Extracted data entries
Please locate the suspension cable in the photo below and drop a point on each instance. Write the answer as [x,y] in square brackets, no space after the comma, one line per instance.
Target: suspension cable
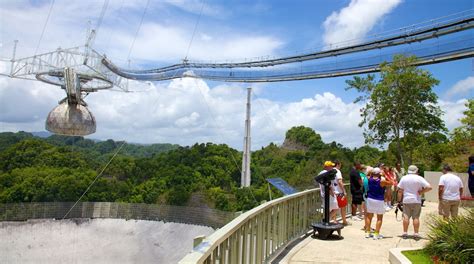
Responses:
[44,26]
[100,20]
[138,29]
[97,177]
[194,31]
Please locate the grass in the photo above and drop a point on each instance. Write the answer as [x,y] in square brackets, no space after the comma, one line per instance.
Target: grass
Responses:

Your objective:
What lines in the records above include the string "suspension"? Copy each one.

Exercise answer:
Please locate the suspension cable in the photo below and drop a point on each instance. Write the answer as [x,y] in square brackets, no space after the comma, one line per instance.
Target: suspension cable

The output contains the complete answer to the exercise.